Exercise task 1:
List every movie title mentioned in the review of The Princess.
Exercise task 2:
Return everything in the review of The Princess from "Hulu's The Princess" down to "of watching her.".
Exercise task 3:
Carry the review of The Princess on from where it stops.

Hulu's The Princess breaks damsel in distress tropes, but does it do a good job?


Starring Joey King, The Princess is a Hulu original movie. The movie begins with the titular princess waking handcuffed and dressed for a wedding. Flashbacks reveal she backed out of an arranged marriage, and her angry suitor, Julius, captured the royal family in an attempt to take the throne.


Despite her introduction, the audience quickly realizes she is not a regular princess in a family-friendly movie as she promptly breaks her thumb to remove one of her shackles and kills the two guards in charge of watching her.



As an audience, we’ve seen breaks to the damsel in distress trope before with Fiona from Shrek, Merida from Brave, and even Rapunzel from Tangled. However, each trope deviation is within the confines of a family-friendly movie. Fiona sings to kill her breakfast, Merida is a capable archer but still falls prey to a witch, and Rapunzel remains willingly trapped for eighteen years before finally escaping her tower. These princesses were subtle breaks of the damsel of distress trope. None of them had the R rating of The Princess, where there is no reason to shy away from just how badass the lead character is. The Princess is a fairytale movie where the princess has a minimum kill count of 10 men, including a knight in shining armor.

Data lines:
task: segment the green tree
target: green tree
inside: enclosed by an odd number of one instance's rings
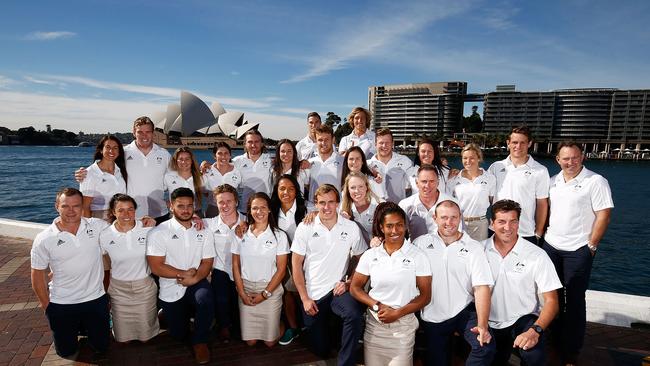
[[[337,116],[334,112],[327,112],[327,118],[325,119],[326,126],[330,126],[333,129],[339,123],[341,123],[341,117]]]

Right answer 1:
The Princess, Shrek, Brave, Tangled

Right answer 2:
Hulu's The Princess breaks damsel in distress tropes, but does it do a good job?


Starring Joey King, The Princess is a Hulu original movie. The movie begins with the titular princess waking handcuffed and dressed for a wedding. Flashbacks reveal she backed out of an arranged marriage, and her angry suitor, Julius, captured the royal family in an attempt to take the throne.


Despite her introduction, the audience quickly realizes she is not a regular princess in a family-friendly movie as she promptly breaks her thumb to remove one of her shackles and kills the two guards in charge of watching her.

Right answer 3:
The action-packed movie is undoubtedly filled with violence and gore and lacks nuance with its feminist message. Some may argue that feminist-forward movies often force-feed their intentions to viewers, which is the case with this film. However, I don’t necessarily see that as a bad thing. There are countless movies characterizing men as powerful leaders, great warriors, and just about anything that makes an interesting main character. In contrast, women are girlfriends, unimportant side characters, or catalysts to help the main male character achieve his objective for the plot. I see no issue in creating a good or bad movie that does not shy from feminist messaging and paints men and women in different lights.


Although the film heavily relies on an original showcase of a damsel of distress, it still contains many other overused stereotypes. The weak king who longs for a male heir. The foreigners who train the warrior but have no personality traits or backstory. The mindless henchmen want gold, power, and women but are frankly useless. The beautiful girlfriend nobody respects because of her sex appeal and connection to a powerful man. The queen who tries to think for herself but is otherwise helpless.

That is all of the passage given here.